• [Collected data]:

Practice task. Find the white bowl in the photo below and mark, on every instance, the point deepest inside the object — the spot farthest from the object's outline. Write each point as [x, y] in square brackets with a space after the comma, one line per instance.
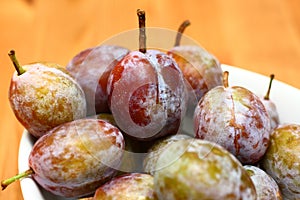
[286, 98]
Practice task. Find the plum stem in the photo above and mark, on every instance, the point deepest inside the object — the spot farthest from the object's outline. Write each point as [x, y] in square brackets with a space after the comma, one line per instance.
[13, 58]
[225, 79]
[9, 181]
[267, 96]
[180, 31]
[142, 34]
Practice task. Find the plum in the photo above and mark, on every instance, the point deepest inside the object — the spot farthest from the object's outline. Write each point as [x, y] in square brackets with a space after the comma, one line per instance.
[200, 68]
[42, 96]
[156, 149]
[235, 118]
[146, 93]
[91, 68]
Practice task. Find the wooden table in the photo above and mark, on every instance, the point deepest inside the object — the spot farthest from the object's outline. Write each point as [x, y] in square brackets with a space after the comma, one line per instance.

• [Work to complete]: Each entry is to be returned as it stands, and each picture is to be left out.

• [Exercise answer]:
Practice task. Find the white bowl in the photo below and mark, on every instance, the point deepest inside the object — the spot farthest from the object's outline. Write each point as [x, y] in square brackets with a space after the comma, one line per instance.
[286, 98]
Practice task. Find the plum stem in the photo above and mark, on every instance, the point deepest inside the object — the spot farthest from the object's outline. Write each point as [x, y] in square brackets with a space after the comma, one line per instance.
[13, 58]
[225, 79]
[9, 181]
[267, 96]
[180, 31]
[142, 34]
Practice task. Find the plum in the photo above and mark, on every instance, the point deepest inside the object — the spot farthest from the object's outline. Write each point as [x, y] in square brackets with a space after the comma, one line per instance.
[200, 68]
[42, 96]
[156, 149]
[235, 118]
[146, 93]
[91, 68]
Practice task. Find the wooden table in the photo above and mark, on every instance, the point deepest inside the object — the spot farthest from the object's outline. Write each point as [x, y] in square brackets with a space after the comma, one line per instance.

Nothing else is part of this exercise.